• _Instructions for the task_
Continue the text about the cartonería artisan Villena Hernández, picking up after its last sentence.

• _Excerpt provided_
▬▬▬

He began his artisan career in 1990, after taking classes in cartonería, with a break for a year in 1996 when he went to New York to earn money selling chicharrones. Since then, he has been dedicated to cartonería full-time. His workshop is just outside the city of Puebla on the old highway linking this city to that of Tlaxcala, an old industrial corridor. The exterior is non-descript, distinguished only by his name on the door. Inside, there are two rooms filled with creations in various stages of completion as well as walls covered in various recognitions.

Villena Hernández makes most of the traditional cartonería objects such as piñatas, Lupita dolls, Judas figures, but he has become known for monumental works commissioned by government and cultural institutions in Puebla and Mexico City related to Holy Week, Christmas, Corpus Christi and the Day of the Dead. Of these, his altars related to the Day of the Dead are of particular note, especially the skeletal figures that adorn them.

He has created altars in honor of Juan de Palafox y Mendoza (2009) for the Puebla city hall, the Mexican Revolution for the Complejo Cultural Universitaria of the Benemérita Universidad Autónoma de Puebla (2010), the China Poblana with various students for the Puebla city hall (2012) and one for José Guadalupe Posada for the National Museum of Mexican Art in Chicago (2013) .

The artisan represents death as something happy, fun and irreverent, with the skeletal figures in movement. His works also show influence from José Guadalupe Posada in their sense of irony.

His work has been exhibited in various locations in Mexico as well as New York, Chicago, Philadelphia and Madrid, which included an invitation to the National Museum of Mexican Art for a month. His work can be found in public and private collections including that of Richard Harris's collection of death memorabilia and at the Casa de Venados in Mérida, Yucatán.

▬▬▬

(Stored data entries)
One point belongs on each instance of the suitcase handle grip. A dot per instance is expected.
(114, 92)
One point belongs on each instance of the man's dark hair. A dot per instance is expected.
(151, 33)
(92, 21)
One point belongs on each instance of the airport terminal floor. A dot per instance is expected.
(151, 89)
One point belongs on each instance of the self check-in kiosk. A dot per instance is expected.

▬▬▬

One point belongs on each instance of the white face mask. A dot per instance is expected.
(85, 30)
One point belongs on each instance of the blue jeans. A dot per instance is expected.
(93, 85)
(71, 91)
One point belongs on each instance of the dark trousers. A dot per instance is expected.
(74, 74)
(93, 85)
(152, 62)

▬▬▬

• _Response below_
However, he says that his work is better appreciated outside of Mexico, with few in the country willing to pay what the creations are worth. He also finds it difficult to get government and non-governmental support to exhibit outside the country. To supplement his income from sales, he also gives classes and rents pieces for showings.

Villena Hernández’s cartonería work has won awards and recognitions in Puebla, other parts of Mexico and the United States. In 2001, he won first place at the Premio de Arte Popular of FONART, for a 3.4-meter train boarded by skeletal figures depicting the Mexican Revolution, which took six months and seven kilos of paper to make. He was named one of the 475 distinguished citizens of the state of Puebla. In 2013, he was named a "master of popular art" (maestro de arte popular) by the Museo de Arte Popular in Mexico City. He has also been interviewed for radio, television and newspapers for his work related to culture.

==Theatrical career==
In addition to his cartonería, Villena Hernández has also been involved with the theatre, directing and producing plays with his own company (Compañia Teatral de Rodolfo Villena) . He also wrote and produced a play, La Gatita del Principal, as a tribute to María Conesa in 1994.